**Requirements:** Give every line of the data again, unchanged, but with no pictures.
* * *
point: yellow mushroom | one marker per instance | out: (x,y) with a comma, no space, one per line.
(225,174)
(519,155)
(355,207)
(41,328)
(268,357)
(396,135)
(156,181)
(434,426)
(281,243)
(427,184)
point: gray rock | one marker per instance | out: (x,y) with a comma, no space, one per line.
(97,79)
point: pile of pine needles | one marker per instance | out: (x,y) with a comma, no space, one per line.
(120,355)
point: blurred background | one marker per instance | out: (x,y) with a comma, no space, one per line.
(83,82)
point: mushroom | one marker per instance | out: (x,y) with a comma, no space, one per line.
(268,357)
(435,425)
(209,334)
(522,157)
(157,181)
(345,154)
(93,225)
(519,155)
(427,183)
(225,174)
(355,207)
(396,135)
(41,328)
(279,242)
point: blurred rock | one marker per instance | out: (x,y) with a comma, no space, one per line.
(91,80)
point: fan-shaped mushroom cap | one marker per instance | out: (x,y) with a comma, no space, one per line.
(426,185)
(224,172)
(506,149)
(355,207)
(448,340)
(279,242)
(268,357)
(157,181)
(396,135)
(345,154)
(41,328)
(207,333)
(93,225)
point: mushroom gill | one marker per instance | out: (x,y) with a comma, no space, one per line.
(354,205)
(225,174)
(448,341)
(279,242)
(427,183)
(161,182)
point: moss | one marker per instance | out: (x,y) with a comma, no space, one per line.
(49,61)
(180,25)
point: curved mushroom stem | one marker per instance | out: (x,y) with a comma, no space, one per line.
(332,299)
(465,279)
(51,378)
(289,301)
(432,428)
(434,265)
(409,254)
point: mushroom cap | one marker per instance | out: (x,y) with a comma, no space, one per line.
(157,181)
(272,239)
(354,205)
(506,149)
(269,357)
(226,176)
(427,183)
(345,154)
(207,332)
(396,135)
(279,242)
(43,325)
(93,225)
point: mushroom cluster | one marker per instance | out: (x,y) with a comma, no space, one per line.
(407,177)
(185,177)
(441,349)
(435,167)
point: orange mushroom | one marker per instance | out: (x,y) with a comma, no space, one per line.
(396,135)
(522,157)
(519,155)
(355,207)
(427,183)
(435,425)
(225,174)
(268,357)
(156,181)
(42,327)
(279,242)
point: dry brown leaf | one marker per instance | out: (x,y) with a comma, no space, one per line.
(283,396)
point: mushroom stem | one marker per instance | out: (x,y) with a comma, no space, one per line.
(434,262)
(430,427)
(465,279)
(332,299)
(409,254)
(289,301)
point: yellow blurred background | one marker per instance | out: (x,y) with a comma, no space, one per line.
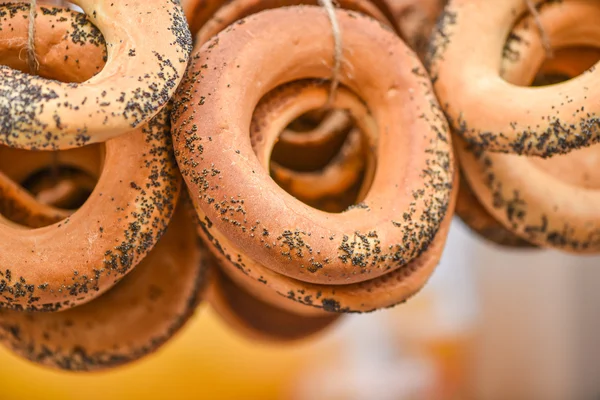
(205,360)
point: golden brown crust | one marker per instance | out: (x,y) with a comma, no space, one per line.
(259,320)
(148,44)
(416,20)
(19,166)
(553,202)
(77,259)
(132,320)
(312,299)
(404,209)
(495,115)
(479,220)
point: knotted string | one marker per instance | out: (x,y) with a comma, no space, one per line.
(337,37)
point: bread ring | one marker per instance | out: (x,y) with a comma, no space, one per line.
(341,174)
(236,10)
(143,68)
(410,195)
(309,299)
(115,329)
(494,114)
(65,264)
(258,320)
(552,203)
(479,220)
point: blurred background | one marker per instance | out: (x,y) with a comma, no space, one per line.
(491,324)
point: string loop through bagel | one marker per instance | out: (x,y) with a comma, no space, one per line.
(34,64)
(337,37)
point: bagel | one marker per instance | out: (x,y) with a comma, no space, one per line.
(553,202)
(143,68)
(236,10)
(295,296)
(133,319)
(494,114)
(410,195)
(341,174)
(312,140)
(258,320)
(303,298)
(73,261)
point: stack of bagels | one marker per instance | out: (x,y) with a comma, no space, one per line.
(164,154)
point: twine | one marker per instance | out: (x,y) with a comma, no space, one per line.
(337,38)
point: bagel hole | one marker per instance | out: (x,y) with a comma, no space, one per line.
(63,180)
(566,63)
(326,153)
(58,59)
(579,167)
(313,155)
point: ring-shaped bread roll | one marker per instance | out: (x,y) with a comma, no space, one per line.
(309,299)
(339,175)
(148,44)
(312,149)
(236,10)
(75,260)
(494,114)
(133,319)
(410,195)
(259,320)
(553,202)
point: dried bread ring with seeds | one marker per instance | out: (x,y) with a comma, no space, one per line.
(148,44)
(308,299)
(77,259)
(293,295)
(22,170)
(494,114)
(259,320)
(412,186)
(133,319)
(550,202)
(236,10)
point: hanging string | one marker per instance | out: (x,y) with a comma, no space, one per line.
(538,21)
(337,37)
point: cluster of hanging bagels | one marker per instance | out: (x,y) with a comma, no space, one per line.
* * *
**Result of the exercise:**
point: yellow mushroom | one marker per instance | out: (x,y) with a comma, no space, one per line.
(225,174)
(519,155)
(355,207)
(41,328)
(268,357)
(396,135)
(156,181)
(434,426)
(281,243)
(427,184)
point: gray rock | one marker per instance | out: (x,y) with a comma, no space, one per line.
(97,79)
point: pile of pine needles | one marker per instance | out: (x,y) with a comma, no space, one per line.
(120,355)
point: blurred background | one marker per instance | out: (x,y) with a comma, no space, one per line.
(83,82)
point: mushroom | one marker per instance | out: (x,y) with a comma, no space, one per line.
(268,357)
(435,425)
(209,334)
(522,157)
(157,181)
(345,154)
(93,225)
(519,155)
(427,183)
(225,174)
(355,207)
(396,135)
(41,328)
(279,242)
point: blurred rock | one marker per instance | out: (x,y) with a comma, no space, one per line.
(91,80)
point: fan-shaped mushroom cap | one marker per instance | out: (x,y) with a comma, no space, one per line.
(426,185)
(224,172)
(506,149)
(355,207)
(448,340)
(279,242)
(268,357)
(157,181)
(396,135)
(345,154)
(41,328)
(207,333)
(93,225)
point: mushroom gill | one marker per instance | out: (x,y) with a comma, no space, one per line.
(354,205)
(225,174)
(448,341)
(279,242)
(427,183)
(161,182)
point: moss | one marker per instance | out: (x,y) with a comma, no space, one per line.
(49,61)
(180,25)
point: curved mushroom stem | one marker per instance | out: (x,y) with a comma, no space, one per line.
(332,299)
(465,279)
(51,378)
(289,301)
(432,428)
(434,265)
(409,254)
point: mushroom cap | one marker per instance | out: (x,y) with a comma, no space, one per line.
(157,181)
(272,239)
(354,205)
(506,149)
(269,357)
(226,176)
(427,183)
(345,154)
(207,332)
(396,135)
(279,242)
(43,325)
(93,225)
point: mushroom cluster | one marker per instance | out: (x,y) with a comma, no space, one per line.
(407,177)
(185,177)
(441,349)
(435,167)
point: orange mushroom | one marker per instance | out: (x,y) with a comma, no space, one per line.
(396,135)
(522,157)
(519,155)
(355,207)
(427,183)
(435,425)
(225,174)
(268,357)
(156,181)
(42,327)
(279,242)
point: dry brown leaf | one marker per instance | out: (x,y) with a comma, no space, one per line.
(283,396)
point: mushroom stem | one marker per instance | out: (x,y) with a comma, no space, one per line.
(434,262)
(430,427)
(465,279)
(332,299)
(409,254)
(289,301)
point: yellow blurred background | one marker per instance | out: (x,y) with a comma, no space, one per line.
(205,360)
point: golden brown crust | one marker per instance | out: (x,y) with a comma, no space, one per line.
(259,320)
(148,44)
(416,20)
(19,166)
(553,202)
(77,259)
(132,320)
(312,299)
(404,209)
(495,115)
(479,220)
point: knotted string | one marker per instance | out: (x,y) with a comma, no space, one per line.
(337,37)
point: bread ring | one marker per instance | out: (x,y) with a comma, no space, one per line.
(341,174)
(236,10)
(143,68)
(410,195)
(309,299)
(115,329)
(494,114)
(65,264)
(258,320)
(552,203)
(479,220)
point: blurred background | one marker per instance | out: (x,y) with a comma, no space, one per line.
(491,324)
point: string loop through bagel | one marker per instance | out: (x,y) with a comma, no space, one per line.
(34,64)
(337,37)
point: bagel | one marker per instance | out: (x,y) with a comma, no space, one per line.
(553,202)
(143,68)
(236,10)
(295,296)
(133,319)
(494,114)
(410,195)
(341,174)
(312,140)
(258,320)
(303,298)
(73,261)
point: stack of bagels | one marker per instance | out: (x,y) with a comma, no space, one per line.
(164,154)
point: twine | one marker per instance | out: (x,y) with a comma, no space, one per line.
(337,38)
point: bagel hole | one marker per instance | out: (x,y) with a comma, no space, one per line.
(63,180)
(566,63)
(326,153)
(58,59)
(579,167)
(313,155)
point: ring-shaped bread roll | one marker per instance | out: (x,y) with a comma, no space, one per line.
(309,299)
(339,175)
(148,44)
(312,149)
(236,10)
(75,260)
(494,114)
(133,319)
(410,195)
(259,320)
(553,202)
point: dried bread ring with seeds | one marker per instance | out: (x,y) with a comma, no space, one per line.
(148,44)
(308,299)
(77,259)
(293,295)
(22,170)
(494,114)
(259,320)
(412,186)
(133,319)
(550,202)
(236,10)
point: hanging string | one marker per instance | out: (x,y) with a comma, no space, one per line.
(538,21)
(337,37)
point: cluster of hanging bagels | one marker per instance | out: (x,y) with a comma, no space, one per line.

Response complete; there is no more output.